Pytany o sylwestra i imprezy do stu osób, minister zdrowia Adam Niedzielski odpowiadał w czwartek, że w tej materii nie chce "wprowadzać fikcyjnych obostrzeń, które i tak nie będą przestrzegane, po to, żeby w cywilizowany sposób narzucić pewne normy, jak ta impreza powinna się odbywać". Powiedział, że on sam sylwestrową noc spędzi w domu.
Doktor Cholewińska-Szymańska: haniebne statystyki na tle innych krajów europejskich
Piątkowe dane dotyczące pandemii w Polsce komentowała w piątek w TVN24 dr n. med. Grażyna Cholewińska-Szymańska, specjalistka chorób zakaźnych.
- To są haniebne statystyki w Polsce na tle innych krajów europejskich. W Wielkiej Brytanii, gdzie jest 180 tysięcy dziennie nowych zachorowań, zgonów jest 300. We Francji zgonów jest 200 na 100 tysięcy rejestrowanych nowych przypadków (30 grudnia poinformowano o 180 zgonach chorych na COVID-19 i 206 tysiącach nowych zakażeń - red.). U nas te proporcje wykrywanych przypadków do zgonów są rzeczywiście zastraszająco wysokie - powiedziała.
Dodała, że "ta liczba 13 tysięcy, czy w poprzednich dniach też kilkanaście tysięcy przypadków, to jest tylko wierzchołek góry lodowej i to są zarejestrowane przypadki potwierdzone testami i wyniki umieszczone w systemie elektronicznym". - O tych pacjentach wiemy. Natomiast jest nie wiadomo jaka grupa ludzi, którzy testują się sami, na własną rękę, kupując sobie testy antygenowe czy to w aptece, czy to w hipermarkecie, robią sobie ten test i nawet jeśli wynik jest dodatni, to ludzie siedzą w domu, ponieważ obawiają się właśnie tego potwierdzenia w systemie elektronicznym, bo on z automatu nakłada kwarantannę bądź też izolację - wyjaśniła.

▶ [Zapisane dane]:
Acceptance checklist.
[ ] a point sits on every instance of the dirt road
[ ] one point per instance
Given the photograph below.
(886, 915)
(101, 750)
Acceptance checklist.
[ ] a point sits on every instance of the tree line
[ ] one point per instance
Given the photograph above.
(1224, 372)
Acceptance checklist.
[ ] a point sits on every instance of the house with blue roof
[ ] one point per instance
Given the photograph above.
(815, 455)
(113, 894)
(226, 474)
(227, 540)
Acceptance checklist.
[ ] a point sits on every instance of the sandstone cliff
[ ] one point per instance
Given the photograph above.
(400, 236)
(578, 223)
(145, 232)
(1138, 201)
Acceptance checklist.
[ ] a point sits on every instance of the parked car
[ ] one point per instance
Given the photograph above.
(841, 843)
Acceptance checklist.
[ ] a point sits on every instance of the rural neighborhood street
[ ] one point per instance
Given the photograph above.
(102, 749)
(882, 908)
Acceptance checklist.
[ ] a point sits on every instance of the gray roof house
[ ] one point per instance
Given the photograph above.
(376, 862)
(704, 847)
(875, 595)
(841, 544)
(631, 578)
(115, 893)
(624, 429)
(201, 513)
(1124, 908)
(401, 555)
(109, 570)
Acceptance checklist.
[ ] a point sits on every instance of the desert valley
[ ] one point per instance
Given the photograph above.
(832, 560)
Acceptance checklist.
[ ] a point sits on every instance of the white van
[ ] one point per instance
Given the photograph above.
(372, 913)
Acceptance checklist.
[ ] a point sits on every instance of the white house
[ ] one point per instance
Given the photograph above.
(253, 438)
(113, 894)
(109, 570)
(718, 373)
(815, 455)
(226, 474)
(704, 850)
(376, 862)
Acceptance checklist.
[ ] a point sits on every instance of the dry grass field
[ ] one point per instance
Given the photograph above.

▶ [Zadanie A]:
Gdzie według tekstu o pandemii minister zdrowia Adam Niedzielski zamierzał spędzić sylwestrową noc?
▶ [Zadanie B]:
W tekście o pandemii weź fragment, który zaczyna się od słów zawierających „Doktor Cholewińska-Szymańska: haniebne”, a kończy na „wysokie - powiedziała.”. Podaj go ponownie, zamieniając „haniebne statystyki” na „alarmujące statystyki”.
Korzystaj wyłącznie z tekstu.

▶ [Wynik zadania A]:
W domu.

▶ [Wynik zadania B]:
Doktor Cholewińska-Szymańska: alarmujące statystyki na tle innych krajów europejskich
Piątkowe dane dotyczące pandemii w Polsce komentowała w piątek w TVN24 dr n. med. Grażyna Cholewińska-Szymańska, specjalistka chorób zakaźnych.
- To są alarmujące statystyki w Polsce na tle innych krajów europejskich. W Wielkiej Brytanii, gdzie jest 180 tysięcy dziennie nowych zachorowań, zgonów jest 300. We Francji zgonów jest 200 na 100 tysięcy rejestrowanych nowych przypadków (30 grudnia poinformowano o 180 zgonach chorych na COVID-19 i 206 tysiącach nowych zakażeń - red.). U nas te proporcje wykrywanych przypadków do zgonów są rzeczywiście zastraszająco wysokie - powiedziała.